*** Opening of Document segment ***

Midsummer fest fills in silent gap 

Engaging festival is capturing the imagination of many in Cork, says Stevie G in his Downtown column
Midsummer fest fills in silent gap 

Elaine Malone performs at Beaumont care home as part of Cork Midsummer Festival.

Our second summer of the pandemic is following a similar trajectory to the first at the moment, and the longer summer nights mean the streets are alive with people again. Bars and restaurants are serving outside but music remains pretty much out of reach. The nearest I got to experiencing a big music event with people was when I walked down Oliver Plunkett Street last Saturday night, passing the end of night pub revellers as they took over the street for a big sing song.

The vaccination programme is now making steady progress and we should be at least approaching the later stages of this pandemic, though hopefully we won’t get complacent about it too. Music seems to be have been treated particularly harshly by the powers that be, and even tiny weddings with a handful of attendees are being told they need to do without it. Musicians and artists and everyone else connected to the live music industry remain frustrated, and yesterday there was a socially distant silent protest from Cork based musicians and supporters on the Grand Parade.

“Cork music industry Stands up” made two demands. They want a roadmap for when they can return to work, with additional supports until it does, and they also want outdoor live music to be allowed. They are pretty reasonable demands (notwithstanding the ongoing uncertainty regarding new variants), but the fact that even small events with low volume can’t take place outdoors seems a bit crazy in 2021. Lots of people in this industry were the first to close and it’s an industry which will also be the last to return to work.

On a more positive front, the Cork Midsummer Festival is doing a fantastic job at the moment despite the restrictions, and they have used all their creativity building a fantastic and engaging festival that is capturing the imagination of many in Cork. They have helped bring the streets alive through numerous events, and they have provided some much needed work for many artists too. I’m looking forward to DJing at their Elizabeth Fort music and dance jam this weekend, with a host of great Irish talent.

The government has also last week announced 25 million euro in funding for the live music and entertainment sector, which will mainly be concentrated around helping outdoor festivals in the next few months. Some of this money will be channelled into Cork via different festivals and events. The promoters of Indiependence Festival, who announced last year that they are to leave Mitchelstown, have a proposed live series of events in Tramore Valley park. Padak Limited have received funding for some gigs at the Crane Lane theatre while Sample Culture have received funding for the festival they have been running in Trabolgan, It Takes a Village.

All of this funding is welcome and will trickle down to some music artists and others who work in the live sector. The Electric Picnic, which never really looked likely this year, have been very bullish about their festival going ahead, and last week they announced that they will be moving it to late September. The Picnic, which has also received funding from the government, will hope, like us all, that some degree of normality has returned by then, and as I’ve stated previously, autumn is where we really should be hoping to get all of our venues open.

Other socially distant events will continue to run before then, but most promoters are accepting that the reality of the situation means we are still a few months away from making proper progress. Sadly for those of us who work in clubs and do parties, things are gonna remain very slow for the summer. Many festivals, like the Midsummer, will continue to be creative regarding programming, and I know that Cork Pride have an ambitious hybrid festival coming in July. The big huge street party that takes over the Grand Parade will have to wait for another year, but for now, Cork Pride and other festivals will make the best of what they have got.

The outdoor seating has certainly transformed the city and county for the better, and as we await the go-ahead for inside drinking and dining, we have all been reflecting on how much better it makes things in various cities and towns. The government now needs to reform our archaic licensing laws in line with these new changes. We are living in terrible times, but there remains a big opportunity to revitalise the music and entertainment scene here going forward.

*** Close of Document segment ***
*** Opening of Information ***

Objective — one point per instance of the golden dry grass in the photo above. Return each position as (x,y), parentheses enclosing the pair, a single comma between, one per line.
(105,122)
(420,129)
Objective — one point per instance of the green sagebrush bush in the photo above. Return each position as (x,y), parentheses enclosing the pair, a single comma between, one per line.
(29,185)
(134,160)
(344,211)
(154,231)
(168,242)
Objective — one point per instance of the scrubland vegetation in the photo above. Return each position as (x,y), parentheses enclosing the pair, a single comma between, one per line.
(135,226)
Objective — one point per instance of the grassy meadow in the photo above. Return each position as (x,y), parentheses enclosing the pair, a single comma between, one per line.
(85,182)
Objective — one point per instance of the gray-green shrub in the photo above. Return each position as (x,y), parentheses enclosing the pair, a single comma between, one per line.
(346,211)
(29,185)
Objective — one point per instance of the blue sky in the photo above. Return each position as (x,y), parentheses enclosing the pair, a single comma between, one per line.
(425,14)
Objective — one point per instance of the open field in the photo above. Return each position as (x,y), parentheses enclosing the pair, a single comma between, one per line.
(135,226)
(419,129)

*** Close of Information ***

■ **What this task involves**:
Summarize the column in two sentences. You won't need the material for this.

■ **Task answer**:
With live music still largely barred during the pandemic, Cork-based musicians and supporters held a socially distant silent protest on the Grand Parade, demanding a roadmap for returning to work, supports until then, and permission for outdoor live music. The column praises the Cork Midsummer Festival's creative work despite the restrictions and welcomes the government's 25 million euro in funding for the live sector, mainly for outdoor festivals, while looking to autumn as the time to get all venues open.